_Record excerpts_.
********************

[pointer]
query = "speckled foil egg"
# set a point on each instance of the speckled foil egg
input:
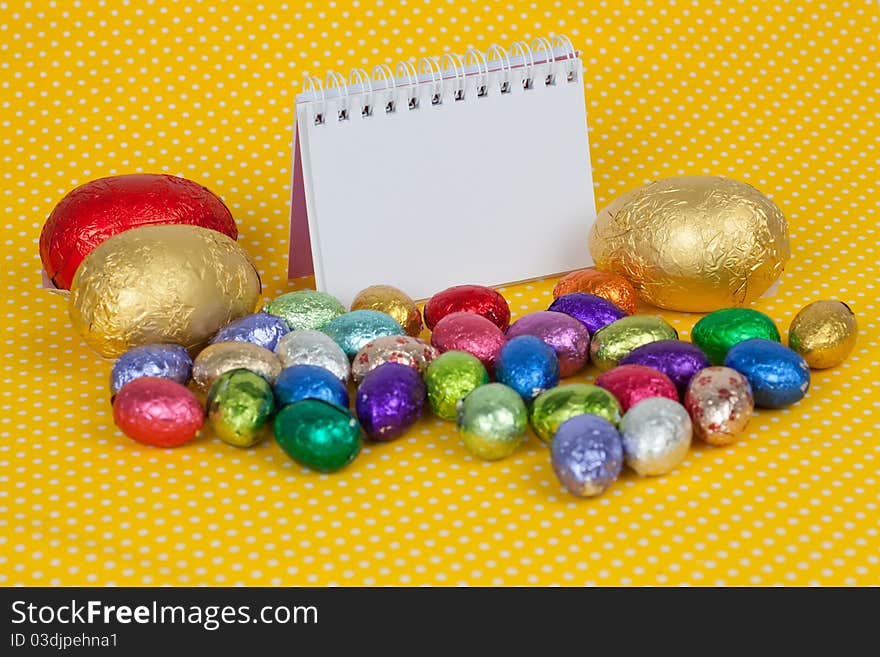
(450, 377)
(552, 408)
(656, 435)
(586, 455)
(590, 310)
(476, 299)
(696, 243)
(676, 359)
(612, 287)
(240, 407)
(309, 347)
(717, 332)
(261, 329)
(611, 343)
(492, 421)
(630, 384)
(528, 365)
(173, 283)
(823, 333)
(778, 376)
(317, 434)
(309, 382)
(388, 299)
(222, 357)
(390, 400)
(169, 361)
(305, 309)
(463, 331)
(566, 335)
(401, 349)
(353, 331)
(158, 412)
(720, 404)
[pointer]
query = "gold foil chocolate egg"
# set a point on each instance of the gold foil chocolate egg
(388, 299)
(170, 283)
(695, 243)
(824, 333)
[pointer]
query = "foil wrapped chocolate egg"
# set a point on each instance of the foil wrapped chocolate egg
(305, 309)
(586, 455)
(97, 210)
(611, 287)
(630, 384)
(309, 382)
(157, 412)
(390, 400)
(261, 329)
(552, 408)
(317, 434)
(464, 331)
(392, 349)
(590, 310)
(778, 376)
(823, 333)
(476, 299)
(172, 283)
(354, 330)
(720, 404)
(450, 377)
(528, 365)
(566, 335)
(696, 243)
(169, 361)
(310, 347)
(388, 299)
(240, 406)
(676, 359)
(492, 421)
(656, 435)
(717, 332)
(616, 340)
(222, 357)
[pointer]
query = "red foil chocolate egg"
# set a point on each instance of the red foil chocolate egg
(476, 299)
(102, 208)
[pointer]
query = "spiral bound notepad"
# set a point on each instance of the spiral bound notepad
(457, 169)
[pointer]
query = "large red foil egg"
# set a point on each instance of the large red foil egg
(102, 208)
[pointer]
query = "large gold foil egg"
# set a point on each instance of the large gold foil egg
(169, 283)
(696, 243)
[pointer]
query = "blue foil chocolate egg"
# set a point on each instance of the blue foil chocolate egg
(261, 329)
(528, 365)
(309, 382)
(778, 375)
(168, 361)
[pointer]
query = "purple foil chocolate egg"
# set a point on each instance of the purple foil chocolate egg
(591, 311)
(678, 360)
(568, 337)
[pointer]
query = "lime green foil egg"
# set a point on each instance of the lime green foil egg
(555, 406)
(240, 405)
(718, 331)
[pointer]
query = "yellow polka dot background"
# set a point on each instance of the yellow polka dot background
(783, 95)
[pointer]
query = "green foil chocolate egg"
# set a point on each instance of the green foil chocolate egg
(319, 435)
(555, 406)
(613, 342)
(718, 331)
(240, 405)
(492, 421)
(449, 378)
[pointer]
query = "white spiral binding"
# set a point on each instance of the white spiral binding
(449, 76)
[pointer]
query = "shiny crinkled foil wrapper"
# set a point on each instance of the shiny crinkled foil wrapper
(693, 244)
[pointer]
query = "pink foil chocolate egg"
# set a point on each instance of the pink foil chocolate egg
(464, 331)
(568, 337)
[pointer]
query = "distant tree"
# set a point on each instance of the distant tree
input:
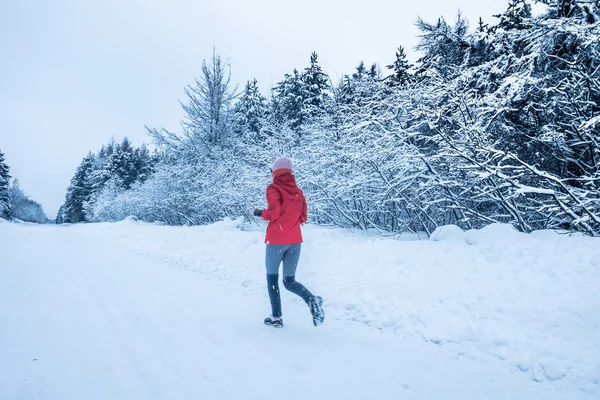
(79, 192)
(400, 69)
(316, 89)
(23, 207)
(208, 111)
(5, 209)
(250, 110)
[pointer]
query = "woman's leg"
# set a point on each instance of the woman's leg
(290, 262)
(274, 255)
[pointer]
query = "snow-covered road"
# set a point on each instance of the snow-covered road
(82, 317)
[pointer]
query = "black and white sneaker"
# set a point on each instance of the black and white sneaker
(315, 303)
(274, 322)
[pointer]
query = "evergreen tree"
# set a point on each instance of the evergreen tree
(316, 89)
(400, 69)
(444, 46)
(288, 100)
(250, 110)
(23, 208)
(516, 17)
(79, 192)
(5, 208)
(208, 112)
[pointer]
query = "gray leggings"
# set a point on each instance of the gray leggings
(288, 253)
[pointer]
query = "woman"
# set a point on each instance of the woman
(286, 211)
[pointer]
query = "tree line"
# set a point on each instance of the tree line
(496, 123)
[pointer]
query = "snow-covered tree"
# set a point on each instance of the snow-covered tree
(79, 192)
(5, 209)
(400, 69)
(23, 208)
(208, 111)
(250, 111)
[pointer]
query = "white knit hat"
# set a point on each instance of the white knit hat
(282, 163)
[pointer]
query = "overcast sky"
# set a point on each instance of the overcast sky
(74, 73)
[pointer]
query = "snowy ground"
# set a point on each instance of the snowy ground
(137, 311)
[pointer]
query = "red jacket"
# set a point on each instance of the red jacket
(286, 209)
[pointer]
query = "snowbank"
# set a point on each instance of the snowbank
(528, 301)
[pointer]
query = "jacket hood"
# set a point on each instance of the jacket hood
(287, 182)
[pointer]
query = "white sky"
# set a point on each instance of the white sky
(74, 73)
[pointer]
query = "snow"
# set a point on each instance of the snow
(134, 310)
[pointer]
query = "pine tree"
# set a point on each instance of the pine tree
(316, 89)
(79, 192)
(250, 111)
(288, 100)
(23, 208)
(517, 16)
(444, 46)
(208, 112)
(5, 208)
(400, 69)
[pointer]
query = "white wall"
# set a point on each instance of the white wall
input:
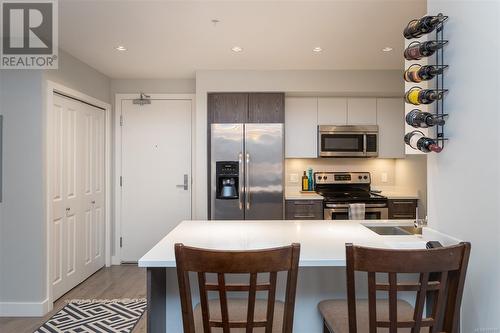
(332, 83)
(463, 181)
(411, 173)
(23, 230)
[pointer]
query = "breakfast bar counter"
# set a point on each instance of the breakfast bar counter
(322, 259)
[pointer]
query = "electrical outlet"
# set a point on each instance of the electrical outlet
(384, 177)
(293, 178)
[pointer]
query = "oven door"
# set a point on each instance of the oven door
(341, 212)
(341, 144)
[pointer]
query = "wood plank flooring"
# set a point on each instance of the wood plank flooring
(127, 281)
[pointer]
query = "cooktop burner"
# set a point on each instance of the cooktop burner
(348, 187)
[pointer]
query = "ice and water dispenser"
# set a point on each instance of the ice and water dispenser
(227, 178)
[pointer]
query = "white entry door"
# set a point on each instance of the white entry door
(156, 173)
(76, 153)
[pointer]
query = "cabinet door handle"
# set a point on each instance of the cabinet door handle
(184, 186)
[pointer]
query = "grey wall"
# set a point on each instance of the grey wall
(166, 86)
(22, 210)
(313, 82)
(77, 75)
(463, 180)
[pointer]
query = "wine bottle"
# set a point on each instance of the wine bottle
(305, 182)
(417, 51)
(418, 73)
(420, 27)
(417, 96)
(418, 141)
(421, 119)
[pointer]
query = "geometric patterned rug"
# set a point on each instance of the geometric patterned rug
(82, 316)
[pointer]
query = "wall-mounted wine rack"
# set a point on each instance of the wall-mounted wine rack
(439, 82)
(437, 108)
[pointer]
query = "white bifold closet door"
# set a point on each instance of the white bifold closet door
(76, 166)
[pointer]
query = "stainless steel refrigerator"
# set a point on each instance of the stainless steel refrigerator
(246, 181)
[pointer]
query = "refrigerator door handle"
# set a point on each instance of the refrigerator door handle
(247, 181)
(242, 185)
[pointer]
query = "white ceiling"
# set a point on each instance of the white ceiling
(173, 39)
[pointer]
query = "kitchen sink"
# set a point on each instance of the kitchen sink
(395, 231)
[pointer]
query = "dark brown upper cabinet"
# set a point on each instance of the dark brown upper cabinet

********************

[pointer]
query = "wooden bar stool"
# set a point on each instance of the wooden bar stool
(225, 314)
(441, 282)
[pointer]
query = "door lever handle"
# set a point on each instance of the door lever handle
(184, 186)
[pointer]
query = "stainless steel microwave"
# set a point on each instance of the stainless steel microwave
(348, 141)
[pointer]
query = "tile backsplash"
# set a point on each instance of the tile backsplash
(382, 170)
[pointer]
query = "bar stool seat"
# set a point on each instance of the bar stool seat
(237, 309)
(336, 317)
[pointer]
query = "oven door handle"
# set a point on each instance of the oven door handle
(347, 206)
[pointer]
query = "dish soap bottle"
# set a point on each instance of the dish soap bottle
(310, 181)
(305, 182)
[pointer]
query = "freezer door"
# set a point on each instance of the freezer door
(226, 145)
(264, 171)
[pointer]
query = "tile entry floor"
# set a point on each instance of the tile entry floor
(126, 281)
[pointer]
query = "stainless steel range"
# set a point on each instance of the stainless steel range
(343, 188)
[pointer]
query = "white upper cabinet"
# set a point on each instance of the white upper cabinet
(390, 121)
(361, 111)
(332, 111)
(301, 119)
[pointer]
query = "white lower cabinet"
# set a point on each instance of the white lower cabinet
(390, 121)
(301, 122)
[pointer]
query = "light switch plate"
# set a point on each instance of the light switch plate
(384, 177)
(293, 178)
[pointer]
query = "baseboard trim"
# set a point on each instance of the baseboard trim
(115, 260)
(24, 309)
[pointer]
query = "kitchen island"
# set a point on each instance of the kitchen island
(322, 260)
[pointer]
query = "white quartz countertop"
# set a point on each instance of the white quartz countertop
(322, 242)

********************

_What the task asks_. Count the lines in the records above that contain the string "shiny", matching case exactly, and give only the number.

_Finished answer_. 2